- [Work to be completed]
Copy exactly the lines from the one containing "Expected: one point per instance of the weathered" through the last line of the records, both included, and nothing more.

- [Given data]
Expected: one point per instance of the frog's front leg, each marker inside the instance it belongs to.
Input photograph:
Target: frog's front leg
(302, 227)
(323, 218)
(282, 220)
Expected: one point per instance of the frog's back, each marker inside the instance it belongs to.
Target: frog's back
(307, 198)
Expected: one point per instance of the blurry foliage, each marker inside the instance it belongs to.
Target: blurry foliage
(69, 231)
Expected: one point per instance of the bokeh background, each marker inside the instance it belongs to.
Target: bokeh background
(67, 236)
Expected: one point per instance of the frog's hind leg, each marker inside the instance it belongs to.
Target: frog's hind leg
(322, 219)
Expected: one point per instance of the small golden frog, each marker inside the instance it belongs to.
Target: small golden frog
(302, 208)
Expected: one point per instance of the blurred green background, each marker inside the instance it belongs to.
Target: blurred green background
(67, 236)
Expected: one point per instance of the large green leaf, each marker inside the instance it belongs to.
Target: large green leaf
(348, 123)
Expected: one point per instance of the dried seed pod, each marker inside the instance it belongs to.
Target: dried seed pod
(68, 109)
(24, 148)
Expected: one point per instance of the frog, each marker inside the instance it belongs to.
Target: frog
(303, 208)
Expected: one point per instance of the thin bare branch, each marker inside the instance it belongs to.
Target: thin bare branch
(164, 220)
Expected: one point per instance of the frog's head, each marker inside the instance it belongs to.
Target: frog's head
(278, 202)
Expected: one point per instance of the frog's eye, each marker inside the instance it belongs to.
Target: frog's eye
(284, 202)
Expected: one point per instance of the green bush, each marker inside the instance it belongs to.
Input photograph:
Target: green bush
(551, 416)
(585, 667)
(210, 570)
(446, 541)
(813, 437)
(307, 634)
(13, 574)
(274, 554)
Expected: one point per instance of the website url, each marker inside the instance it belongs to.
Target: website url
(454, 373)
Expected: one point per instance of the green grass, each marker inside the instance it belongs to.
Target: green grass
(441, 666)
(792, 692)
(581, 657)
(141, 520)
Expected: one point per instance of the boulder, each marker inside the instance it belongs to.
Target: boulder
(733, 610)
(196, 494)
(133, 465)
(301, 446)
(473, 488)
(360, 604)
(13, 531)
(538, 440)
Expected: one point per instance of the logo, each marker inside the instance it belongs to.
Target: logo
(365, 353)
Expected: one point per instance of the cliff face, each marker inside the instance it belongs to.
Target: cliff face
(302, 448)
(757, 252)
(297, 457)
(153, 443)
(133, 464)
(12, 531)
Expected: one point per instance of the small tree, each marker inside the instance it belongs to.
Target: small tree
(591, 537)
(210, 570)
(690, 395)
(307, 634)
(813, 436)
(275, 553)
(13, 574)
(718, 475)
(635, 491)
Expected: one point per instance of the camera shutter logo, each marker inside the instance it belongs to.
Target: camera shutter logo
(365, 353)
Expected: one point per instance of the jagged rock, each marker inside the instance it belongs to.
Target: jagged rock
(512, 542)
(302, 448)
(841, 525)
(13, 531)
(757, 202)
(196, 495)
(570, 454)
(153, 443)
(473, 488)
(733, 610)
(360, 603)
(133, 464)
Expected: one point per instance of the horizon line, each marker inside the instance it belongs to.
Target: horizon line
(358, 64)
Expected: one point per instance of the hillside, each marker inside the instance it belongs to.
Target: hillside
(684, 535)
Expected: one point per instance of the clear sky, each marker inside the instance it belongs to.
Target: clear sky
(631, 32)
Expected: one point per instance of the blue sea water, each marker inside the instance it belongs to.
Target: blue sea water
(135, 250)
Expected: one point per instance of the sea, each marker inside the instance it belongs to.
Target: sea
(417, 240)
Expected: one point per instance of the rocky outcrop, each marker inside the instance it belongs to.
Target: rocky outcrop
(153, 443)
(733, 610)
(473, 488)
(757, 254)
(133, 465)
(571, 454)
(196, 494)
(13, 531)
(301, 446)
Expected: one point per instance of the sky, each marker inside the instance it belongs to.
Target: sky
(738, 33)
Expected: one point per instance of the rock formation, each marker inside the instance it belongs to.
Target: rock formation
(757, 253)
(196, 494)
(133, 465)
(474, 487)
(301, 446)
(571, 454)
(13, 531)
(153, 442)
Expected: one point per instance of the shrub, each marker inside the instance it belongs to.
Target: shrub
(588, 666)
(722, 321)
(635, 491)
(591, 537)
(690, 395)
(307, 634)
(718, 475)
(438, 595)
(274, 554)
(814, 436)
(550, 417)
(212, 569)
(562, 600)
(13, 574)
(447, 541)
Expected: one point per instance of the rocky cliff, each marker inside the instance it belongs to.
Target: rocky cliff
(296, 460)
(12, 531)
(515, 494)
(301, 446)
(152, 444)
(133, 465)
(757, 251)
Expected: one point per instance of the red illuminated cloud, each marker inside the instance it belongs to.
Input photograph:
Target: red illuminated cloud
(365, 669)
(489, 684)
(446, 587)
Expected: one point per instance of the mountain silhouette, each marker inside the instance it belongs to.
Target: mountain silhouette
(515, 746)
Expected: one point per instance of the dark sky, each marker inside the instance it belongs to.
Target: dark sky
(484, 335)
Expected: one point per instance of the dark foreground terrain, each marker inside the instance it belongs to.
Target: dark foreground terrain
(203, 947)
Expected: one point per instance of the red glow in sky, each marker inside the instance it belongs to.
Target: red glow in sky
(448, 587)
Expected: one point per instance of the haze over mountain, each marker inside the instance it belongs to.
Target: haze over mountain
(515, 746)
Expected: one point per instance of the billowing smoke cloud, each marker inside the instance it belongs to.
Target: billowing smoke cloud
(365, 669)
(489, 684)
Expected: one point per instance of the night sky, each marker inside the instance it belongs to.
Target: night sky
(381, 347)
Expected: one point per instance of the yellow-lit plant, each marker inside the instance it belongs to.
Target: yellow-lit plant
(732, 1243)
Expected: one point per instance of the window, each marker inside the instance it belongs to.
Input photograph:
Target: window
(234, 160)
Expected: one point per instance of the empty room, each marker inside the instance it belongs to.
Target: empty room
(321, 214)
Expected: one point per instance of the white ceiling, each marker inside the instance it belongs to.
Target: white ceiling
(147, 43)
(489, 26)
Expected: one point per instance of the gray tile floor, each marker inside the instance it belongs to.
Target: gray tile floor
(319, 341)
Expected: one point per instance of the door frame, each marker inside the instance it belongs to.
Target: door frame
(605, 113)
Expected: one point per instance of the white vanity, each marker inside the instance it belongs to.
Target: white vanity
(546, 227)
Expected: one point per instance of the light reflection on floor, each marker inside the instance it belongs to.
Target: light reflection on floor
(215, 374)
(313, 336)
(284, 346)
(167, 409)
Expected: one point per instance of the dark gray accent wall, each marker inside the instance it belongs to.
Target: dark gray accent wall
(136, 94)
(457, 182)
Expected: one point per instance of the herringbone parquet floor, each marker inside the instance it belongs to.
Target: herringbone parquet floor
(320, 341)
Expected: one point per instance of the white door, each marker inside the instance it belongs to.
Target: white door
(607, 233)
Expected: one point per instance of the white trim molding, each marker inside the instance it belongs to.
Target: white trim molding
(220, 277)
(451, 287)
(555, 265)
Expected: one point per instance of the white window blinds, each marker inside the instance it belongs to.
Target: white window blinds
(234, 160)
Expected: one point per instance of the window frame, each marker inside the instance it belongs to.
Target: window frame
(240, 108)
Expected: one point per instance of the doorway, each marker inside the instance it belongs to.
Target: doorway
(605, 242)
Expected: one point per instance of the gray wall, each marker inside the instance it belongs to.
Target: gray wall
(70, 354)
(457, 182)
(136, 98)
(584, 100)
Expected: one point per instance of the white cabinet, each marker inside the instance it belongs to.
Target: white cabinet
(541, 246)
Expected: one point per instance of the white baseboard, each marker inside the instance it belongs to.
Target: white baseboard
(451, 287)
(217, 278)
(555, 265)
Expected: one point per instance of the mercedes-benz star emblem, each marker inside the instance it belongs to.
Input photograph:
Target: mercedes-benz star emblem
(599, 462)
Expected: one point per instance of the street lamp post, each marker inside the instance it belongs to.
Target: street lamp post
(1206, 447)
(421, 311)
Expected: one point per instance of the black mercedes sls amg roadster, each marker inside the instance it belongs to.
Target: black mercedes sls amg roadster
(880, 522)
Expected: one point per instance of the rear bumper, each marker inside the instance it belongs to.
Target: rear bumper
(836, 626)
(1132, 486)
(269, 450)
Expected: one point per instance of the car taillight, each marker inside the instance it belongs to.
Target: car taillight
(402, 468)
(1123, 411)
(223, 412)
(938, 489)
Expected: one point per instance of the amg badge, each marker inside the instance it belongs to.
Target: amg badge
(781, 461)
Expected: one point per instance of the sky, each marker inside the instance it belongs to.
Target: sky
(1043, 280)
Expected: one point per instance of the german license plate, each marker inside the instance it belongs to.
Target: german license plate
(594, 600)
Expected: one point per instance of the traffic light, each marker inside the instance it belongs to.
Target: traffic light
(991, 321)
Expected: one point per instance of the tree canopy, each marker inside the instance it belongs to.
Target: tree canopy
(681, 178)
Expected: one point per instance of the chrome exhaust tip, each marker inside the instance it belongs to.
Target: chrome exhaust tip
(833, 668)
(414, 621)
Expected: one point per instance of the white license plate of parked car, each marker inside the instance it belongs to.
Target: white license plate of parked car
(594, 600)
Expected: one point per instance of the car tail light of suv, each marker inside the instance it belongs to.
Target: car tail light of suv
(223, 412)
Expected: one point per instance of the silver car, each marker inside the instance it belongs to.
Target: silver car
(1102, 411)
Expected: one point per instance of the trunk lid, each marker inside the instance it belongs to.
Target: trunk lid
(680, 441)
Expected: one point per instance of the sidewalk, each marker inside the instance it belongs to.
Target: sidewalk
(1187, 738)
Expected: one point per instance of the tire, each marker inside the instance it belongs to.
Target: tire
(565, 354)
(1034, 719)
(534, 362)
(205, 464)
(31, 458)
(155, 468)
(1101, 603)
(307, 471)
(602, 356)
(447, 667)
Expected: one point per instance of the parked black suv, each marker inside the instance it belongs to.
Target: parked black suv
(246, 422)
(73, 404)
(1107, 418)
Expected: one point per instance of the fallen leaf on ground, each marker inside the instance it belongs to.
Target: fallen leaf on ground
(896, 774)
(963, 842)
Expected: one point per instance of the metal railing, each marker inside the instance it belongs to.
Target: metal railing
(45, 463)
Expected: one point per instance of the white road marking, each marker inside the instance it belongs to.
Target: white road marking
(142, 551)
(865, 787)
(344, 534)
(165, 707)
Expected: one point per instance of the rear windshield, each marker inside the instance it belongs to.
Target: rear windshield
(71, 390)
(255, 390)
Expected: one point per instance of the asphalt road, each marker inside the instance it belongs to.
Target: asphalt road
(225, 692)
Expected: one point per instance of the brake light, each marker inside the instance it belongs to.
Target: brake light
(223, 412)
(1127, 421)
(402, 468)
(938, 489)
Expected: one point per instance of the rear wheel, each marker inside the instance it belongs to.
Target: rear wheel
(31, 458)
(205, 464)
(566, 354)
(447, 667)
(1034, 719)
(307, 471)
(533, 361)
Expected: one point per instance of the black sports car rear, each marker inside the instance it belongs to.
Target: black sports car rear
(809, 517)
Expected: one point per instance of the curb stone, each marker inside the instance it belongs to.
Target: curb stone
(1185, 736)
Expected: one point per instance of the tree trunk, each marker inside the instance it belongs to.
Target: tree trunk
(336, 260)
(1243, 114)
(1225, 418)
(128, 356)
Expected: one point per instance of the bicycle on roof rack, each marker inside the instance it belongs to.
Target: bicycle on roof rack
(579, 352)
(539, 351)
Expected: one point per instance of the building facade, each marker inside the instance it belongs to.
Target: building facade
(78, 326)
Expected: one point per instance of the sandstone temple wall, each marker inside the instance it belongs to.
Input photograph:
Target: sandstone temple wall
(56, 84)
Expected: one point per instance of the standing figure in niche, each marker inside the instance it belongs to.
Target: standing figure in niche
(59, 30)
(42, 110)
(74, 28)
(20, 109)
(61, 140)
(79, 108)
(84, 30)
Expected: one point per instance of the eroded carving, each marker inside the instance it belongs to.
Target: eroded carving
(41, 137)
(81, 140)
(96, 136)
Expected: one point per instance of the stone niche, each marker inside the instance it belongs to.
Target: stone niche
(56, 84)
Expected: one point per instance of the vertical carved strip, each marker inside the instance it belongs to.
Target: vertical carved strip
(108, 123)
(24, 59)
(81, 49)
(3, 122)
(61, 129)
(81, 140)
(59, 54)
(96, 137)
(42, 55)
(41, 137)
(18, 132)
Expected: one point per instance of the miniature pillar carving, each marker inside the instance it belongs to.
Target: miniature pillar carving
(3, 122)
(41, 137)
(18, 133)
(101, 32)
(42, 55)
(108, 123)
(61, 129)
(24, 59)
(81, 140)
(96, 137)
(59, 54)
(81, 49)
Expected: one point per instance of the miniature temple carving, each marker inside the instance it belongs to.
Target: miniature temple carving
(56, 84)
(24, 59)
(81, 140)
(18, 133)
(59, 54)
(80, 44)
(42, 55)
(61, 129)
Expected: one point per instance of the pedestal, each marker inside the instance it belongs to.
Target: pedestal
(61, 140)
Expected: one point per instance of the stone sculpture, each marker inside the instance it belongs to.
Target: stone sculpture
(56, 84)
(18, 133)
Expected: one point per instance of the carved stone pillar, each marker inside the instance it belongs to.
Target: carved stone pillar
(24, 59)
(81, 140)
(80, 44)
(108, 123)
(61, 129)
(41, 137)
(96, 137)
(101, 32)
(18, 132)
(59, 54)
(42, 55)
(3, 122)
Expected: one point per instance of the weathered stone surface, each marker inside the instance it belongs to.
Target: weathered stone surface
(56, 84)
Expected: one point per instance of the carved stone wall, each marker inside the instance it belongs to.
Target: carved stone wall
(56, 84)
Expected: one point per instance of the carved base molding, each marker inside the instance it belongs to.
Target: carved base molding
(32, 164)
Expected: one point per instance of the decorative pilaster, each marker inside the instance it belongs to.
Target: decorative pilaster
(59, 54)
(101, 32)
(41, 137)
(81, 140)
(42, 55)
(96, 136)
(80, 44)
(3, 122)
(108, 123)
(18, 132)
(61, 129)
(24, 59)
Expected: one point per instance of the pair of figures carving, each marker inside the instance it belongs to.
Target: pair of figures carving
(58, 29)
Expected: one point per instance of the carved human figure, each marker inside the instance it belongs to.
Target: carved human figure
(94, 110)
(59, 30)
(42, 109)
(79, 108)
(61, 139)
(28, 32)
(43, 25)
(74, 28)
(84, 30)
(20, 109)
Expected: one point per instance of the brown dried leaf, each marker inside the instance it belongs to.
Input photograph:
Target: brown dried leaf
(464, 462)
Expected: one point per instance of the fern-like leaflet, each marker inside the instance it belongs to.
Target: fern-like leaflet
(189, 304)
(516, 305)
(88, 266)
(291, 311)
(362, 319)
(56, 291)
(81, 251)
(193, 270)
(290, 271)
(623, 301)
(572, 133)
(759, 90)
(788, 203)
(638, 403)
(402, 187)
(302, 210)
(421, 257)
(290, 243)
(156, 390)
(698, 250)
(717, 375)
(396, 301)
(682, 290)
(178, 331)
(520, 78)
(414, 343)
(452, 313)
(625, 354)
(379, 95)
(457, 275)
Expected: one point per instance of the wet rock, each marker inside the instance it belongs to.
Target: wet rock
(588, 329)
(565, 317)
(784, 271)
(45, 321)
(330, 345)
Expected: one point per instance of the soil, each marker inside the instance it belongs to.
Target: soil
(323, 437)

- [The answer]
Expected: one point per instance of the weathered stone surface, each marker inside the instance it belongs to.
Target: weathered stone surface
(56, 84)
Expected: one point per instance of the carved stone wall, each marker inside the instance it belongs to.
Target: carved stone wall
(56, 84)
Expected: one point per instance of the carved base molding, each marker inside the instance it belongs to.
Target: carved base molding
(32, 164)
Expected: one point per instance of the decorative pilaster, each marker inside the instance it belongs to.
Target: decorative pilaster
(59, 54)
(101, 32)
(41, 137)
(81, 140)
(42, 55)
(96, 136)
(80, 44)
(3, 122)
(108, 123)
(18, 132)
(61, 129)
(24, 59)
Expected: one point per instance of the pair of figures carving, each marker inside the instance it belongs to.
Target: pair of figures carving
(58, 29)
Expected: one point per instance of the carved human figure, each marker inside the instance it belongs to.
Target: carved human figure
(94, 110)
(59, 30)
(42, 109)
(79, 108)
(61, 139)
(28, 32)
(43, 25)
(74, 28)
(84, 30)
(20, 109)
Expected: one point per instance of the brown dried leaf, each marker inside the instance it belongs to.
Input photograph:
Target: brown dried leaf
(464, 462)
Expected: one point per instance of the fern-like leaflet, each marker inside the instance it belongs to.
Target: fern-like leaflet
(189, 304)
(516, 305)
(88, 266)
(291, 311)
(362, 319)
(56, 291)
(81, 251)
(193, 270)
(290, 271)
(623, 301)
(572, 133)
(759, 90)
(788, 203)
(638, 403)
(402, 187)
(302, 210)
(421, 257)
(290, 243)
(156, 390)
(698, 250)
(717, 375)
(396, 301)
(682, 290)
(178, 331)
(520, 78)
(414, 343)
(452, 313)
(625, 354)
(379, 95)
(457, 275)
Expected: one point per instance of the wet rock, each marker inside the instance it belongs to.
Target: wet rock
(588, 329)
(565, 317)
(784, 271)
(45, 321)
(330, 345)
Expected: one point per instance of the soil, each marker inside the instance it belongs to.
Target: soil
(323, 437)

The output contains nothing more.